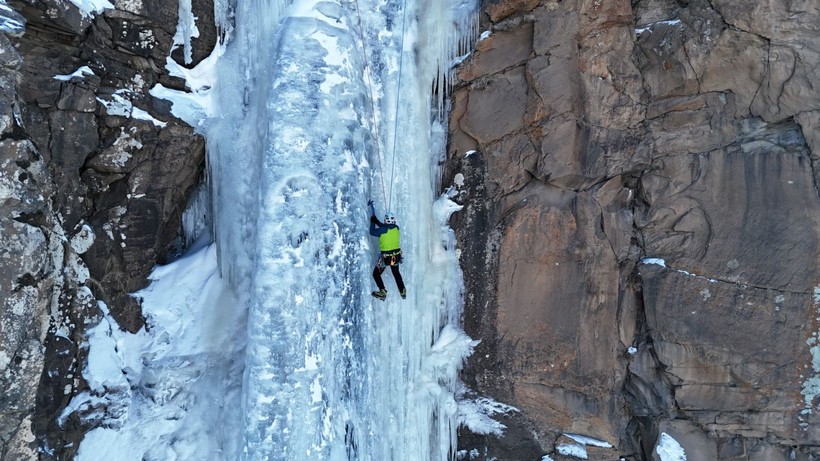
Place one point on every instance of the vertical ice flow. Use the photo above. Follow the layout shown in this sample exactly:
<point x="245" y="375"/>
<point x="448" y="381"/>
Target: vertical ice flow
<point x="336" y="100"/>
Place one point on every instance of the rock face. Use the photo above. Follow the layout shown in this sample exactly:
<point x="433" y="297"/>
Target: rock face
<point x="94" y="175"/>
<point x="608" y="132"/>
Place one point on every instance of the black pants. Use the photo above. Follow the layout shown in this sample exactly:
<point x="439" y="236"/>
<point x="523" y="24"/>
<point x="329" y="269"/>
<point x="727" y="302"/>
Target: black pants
<point x="377" y="274"/>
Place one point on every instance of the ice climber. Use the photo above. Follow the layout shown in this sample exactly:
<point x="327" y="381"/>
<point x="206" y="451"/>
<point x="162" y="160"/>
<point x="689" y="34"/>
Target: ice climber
<point x="388" y="234"/>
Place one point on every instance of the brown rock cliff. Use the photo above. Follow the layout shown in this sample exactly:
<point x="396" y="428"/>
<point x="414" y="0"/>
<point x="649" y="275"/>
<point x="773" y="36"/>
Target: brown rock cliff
<point x="606" y="132"/>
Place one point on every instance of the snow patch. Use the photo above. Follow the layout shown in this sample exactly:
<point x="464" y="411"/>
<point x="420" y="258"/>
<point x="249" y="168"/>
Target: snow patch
<point x="648" y="27"/>
<point x="587" y="440"/>
<point x="478" y="414"/>
<point x="81" y="73"/>
<point x="668" y="449"/>
<point x="11" y="22"/>
<point x="82" y="240"/>
<point x="120" y="106"/>
<point x="656" y="261"/>
<point x="811" y="386"/>
<point x="171" y="372"/>
<point x="89" y="8"/>
<point x="572" y="449"/>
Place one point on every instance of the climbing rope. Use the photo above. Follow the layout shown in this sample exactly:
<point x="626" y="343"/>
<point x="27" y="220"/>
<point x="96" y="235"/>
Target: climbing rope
<point x="387" y="197"/>
<point x="398" y="93"/>
<point x="375" y="126"/>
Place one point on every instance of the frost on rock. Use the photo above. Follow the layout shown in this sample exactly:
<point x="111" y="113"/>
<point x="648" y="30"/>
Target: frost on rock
<point x="11" y="22"/>
<point x="83" y="239"/>
<point x="89" y="8"/>
<point x="811" y="386"/>
<point x="478" y="414"/>
<point x="668" y="449"/>
<point x="120" y="106"/>
<point x="79" y="73"/>
<point x="575" y="450"/>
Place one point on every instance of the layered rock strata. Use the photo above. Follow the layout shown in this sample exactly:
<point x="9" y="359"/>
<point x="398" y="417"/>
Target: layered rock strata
<point x="589" y="135"/>
<point x="94" y="175"/>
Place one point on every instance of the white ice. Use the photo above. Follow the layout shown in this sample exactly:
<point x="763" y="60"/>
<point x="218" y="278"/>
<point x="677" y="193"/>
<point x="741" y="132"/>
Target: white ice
<point x="308" y="110"/>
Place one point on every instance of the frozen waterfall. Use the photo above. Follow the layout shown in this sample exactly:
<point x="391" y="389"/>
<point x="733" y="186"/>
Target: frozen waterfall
<point x="309" y="108"/>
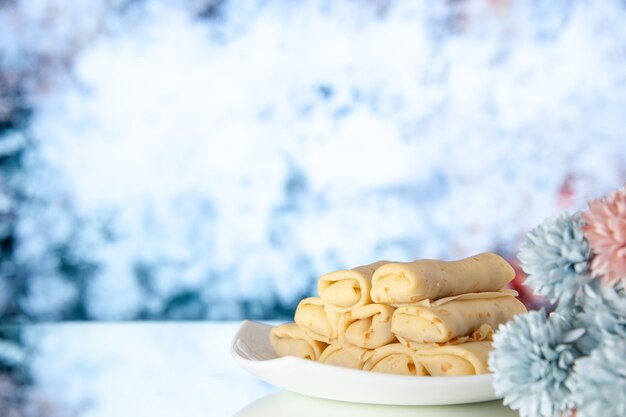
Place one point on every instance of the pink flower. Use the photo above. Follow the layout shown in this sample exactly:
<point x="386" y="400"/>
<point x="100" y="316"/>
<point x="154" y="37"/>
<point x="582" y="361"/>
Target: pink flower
<point x="605" y="229"/>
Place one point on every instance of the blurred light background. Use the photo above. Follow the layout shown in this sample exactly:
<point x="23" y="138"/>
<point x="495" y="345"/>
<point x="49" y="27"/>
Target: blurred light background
<point x="208" y="159"/>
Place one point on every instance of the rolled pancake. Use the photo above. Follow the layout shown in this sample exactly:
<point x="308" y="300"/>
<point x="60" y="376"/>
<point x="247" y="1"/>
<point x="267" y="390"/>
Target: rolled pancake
<point x="290" y="340"/>
<point x="318" y="320"/>
<point x="446" y="319"/>
<point x="409" y="282"/>
<point x="344" y="355"/>
<point x="347" y="289"/>
<point x="394" y="358"/>
<point x="454" y="360"/>
<point x="368" y="326"/>
<point x="484" y="333"/>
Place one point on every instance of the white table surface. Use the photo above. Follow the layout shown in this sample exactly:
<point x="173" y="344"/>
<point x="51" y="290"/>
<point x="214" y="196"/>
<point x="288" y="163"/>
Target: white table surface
<point x="172" y="369"/>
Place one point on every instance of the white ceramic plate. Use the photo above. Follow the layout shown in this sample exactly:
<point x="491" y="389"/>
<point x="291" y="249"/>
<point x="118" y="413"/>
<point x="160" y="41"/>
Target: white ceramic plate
<point x="252" y="350"/>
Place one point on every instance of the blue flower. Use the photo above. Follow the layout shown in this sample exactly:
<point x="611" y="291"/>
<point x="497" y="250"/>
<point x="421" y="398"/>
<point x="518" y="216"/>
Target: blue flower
<point x="556" y="258"/>
<point x="598" y="384"/>
<point x="532" y="358"/>
<point x="603" y="315"/>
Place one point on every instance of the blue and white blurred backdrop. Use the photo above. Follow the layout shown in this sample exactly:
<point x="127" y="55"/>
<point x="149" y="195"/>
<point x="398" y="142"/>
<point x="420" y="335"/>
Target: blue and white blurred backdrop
<point x="208" y="159"/>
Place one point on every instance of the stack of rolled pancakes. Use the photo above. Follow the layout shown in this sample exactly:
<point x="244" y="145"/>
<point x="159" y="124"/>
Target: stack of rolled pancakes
<point x="426" y="317"/>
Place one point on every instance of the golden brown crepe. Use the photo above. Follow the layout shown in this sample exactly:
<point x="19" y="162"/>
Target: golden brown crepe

———

About this task: From the first line to the last, reproduce the listing above exactly, leaving the pictures out.

Result of this task:
Place one point on every instance of the vertical ice flow. Use the photo above. Follow the layout shown in this sample exactly:
<point x="245" y="375"/>
<point x="448" y="381"/>
Target: vertical ice flow
<point x="336" y="100"/>
Place one point on every instance of the rock face. Use the photo above. Follow the layout shown in this sample exactly:
<point x="433" y="297"/>
Target: rock face
<point x="94" y="175"/>
<point x="608" y="132"/>
Place one point on every instance of the black pants. Use the photo above. Follow the layout shown in this sample exactly:
<point x="439" y="236"/>
<point x="523" y="24"/>
<point x="329" y="269"/>
<point x="727" y="302"/>
Target: black pants
<point x="377" y="274"/>
Place one point on every instance of the ice climber. Use the photo above. Follow the layout shown in this sample exactly:
<point x="327" y="381"/>
<point x="206" y="451"/>
<point x="162" y="160"/>
<point x="689" y="34"/>
Target: ice climber
<point x="388" y="234"/>
Place one point on every instance of the brown rock cliff. Use the photo above. Follow the layout shown in this sample exactly:
<point x="396" y="428"/>
<point x="414" y="0"/>
<point x="649" y="275"/>
<point x="773" y="36"/>
Target: brown rock cliff
<point x="606" y="132"/>
Place one point on every instance of the snow patch. Use the photo above. Follow the layout shown in this sample exactly:
<point x="464" y="411"/>
<point x="420" y="258"/>
<point x="249" y="168"/>
Target: snow patch
<point x="648" y="27"/>
<point x="587" y="440"/>
<point x="478" y="414"/>
<point x="81" y="73"/>
<point x="668" y="449"/>
<point x="11" y="22"/>
<point x="82" y="240"/>
<point x="120" y="106"/>
<point x="656" y="261"/>
<point x="811" y="386"/>
<point x="171" y="372"/>
<point x="89" y="8"/>
<point x="572" y="449"/>
Place one point on every instance of the climbing rope. Use the photo above. Follow the layout shown in this sample exactly:
<point x="626" y="343"/>
<point x="27" y="220"/>
<point x="96" y="235"/>
Target: climbing rope
<point x="387" y="197"/>
<point x="398" y="93"/>
<point x="375" y="126"/>
Place one point on every instance of the frost on rock. Use the photo above. Follow the layout shown in this sample exactly:
<point x="111" y="113"/>
<point x="648" y="30"/>
Target: frost on rock
<point x="11" y="22"/>
<point x="83" y="239"/>
<point x="89" y="8"/>
<point x="811" y="386"/>
<point x="478" y="414"/>
<point x="668" y="449"/>
<point x="120" y="106"/>
<point x="79" y="73"/>
<point x="575" y="450"/>
Place one point on every instance of the layered rock strata. Use the photo above. Follow the layout shown in this sample exactly:
<point x="9" y="359"/>
<point x="398" y="417"/>
Target: layered rock strata
<point x="589" y="135"/>
<point x="94" y="175"/>
Place one point on every instance of the white ice. Use the photo above. Follow the layout shown in this sample exactly:
<point x="763" y="60"/>
<point x="218" y="278"/>
<point x="677" y="193"/>
<point x="741" y="132"/>
Target: white ice
<point x="308" y="110"/>
Place one point on every instance of the frozen waterfall. Use the photo above. Follow the layout shown in this sample exactly:
<point x="391" y="389"/>
<point x="733" y="186"/>
Target: frozen waterfall
<point x="309" y="108"/>
Place one point on every instance of the pink flower. Use the photo above. Follow the layout shown in this sample exactly:
<point x="386" y="400"/>
<point x="100" y="316"/>
<point x="154" y="37"/>
<point x="582" y="361"/>
Target: pink flower
<point x="605" y="229"/>
Place one point on every instance of the blurred light background. Use the photo above. Follow the layout shown in this sample exactly:
<point x="23" y="138"/>
<point x="495" y="345"/>
<point x="49" y="27"/>
Target: blurred light background
<point x="208" y="159"/>
Place one point on every instance of the rolled pancake. Use the photo above. Follow the layout shown in this sample exactly:
<point x="308" y="300"/>
<point x="60" y="376"/>
<point x="247" y="1"/>
<point x="267" y="390"/>
Target: rolled pancake
<point x="290" y="340"/>
<point x="318" y="320"/>
<point x="446" y="319"/>
<point x="409" y="282"/>
<point x="344" y="355"/>
<point x="347" y="289"/>
<point x="394" y="358"/>
<point x="454" y="360"/>
<point x="368" y="326"/>
<point x="484" y="333"/>
Place one point on every instance of the white table surface. Use the photo above. Follow the layout shown in this sample exactly:
<point x="173" y="344"/>
<point x="51" y="290"/>
<point x="214" y="196"/>
<point x="288" y="163"/>
Target: white table surface
<point x="172" y="369"/>
Place one point on every instance of the white ceramic plate. Use the photo above. Follow the layout shown in this sample exactly:
<point x="491" y="389"/>
<point x="291" y="249"/>
<point x="118" y="413"/>
<point x="160" y="41"/>
Target: white ceramic plate
<point x="252" y="350"/>
Place one point on every instance of the blue flower. Use the photo above. Follow the layout shown in this sample exactly:
<point x="611" y="291"/>
<point x="497" y="250"/>
<point x="421" y="398"/>
<point x="518" y="216"/>
Target: blue flower
<point x="556" y="258"/>
<point x="598" y="384"/>
<point x="532" y="358"/>
<point x="603" y="315"/>
Place one point on every instance of the blue and white blurred backdrop. Use the photo above. Follow the layout shown in this sample exactly:
<point x="127" y="55"/>
<point x="149" y="195"/>
<point x="398" y="142"/>
<point x="420" y="335"/>
Target: blue and white blurred backdrop
<point x="208" y="159"/>
Place one point on every instance of the stack of rolled pancakes. Use the photo above. Follow the layout shown in this sample exactly:
<point x="244" y="145"/>
<point x="159" y="124"/>
Target: stack of rolled pancakes
<point x="426" y="317"/>
Place one point on every instance of the golden brown crepe. Use the photo above. Follow the layout shown in this sample exactly:
<point x="19" y="162"/>
Target: golden brown crepe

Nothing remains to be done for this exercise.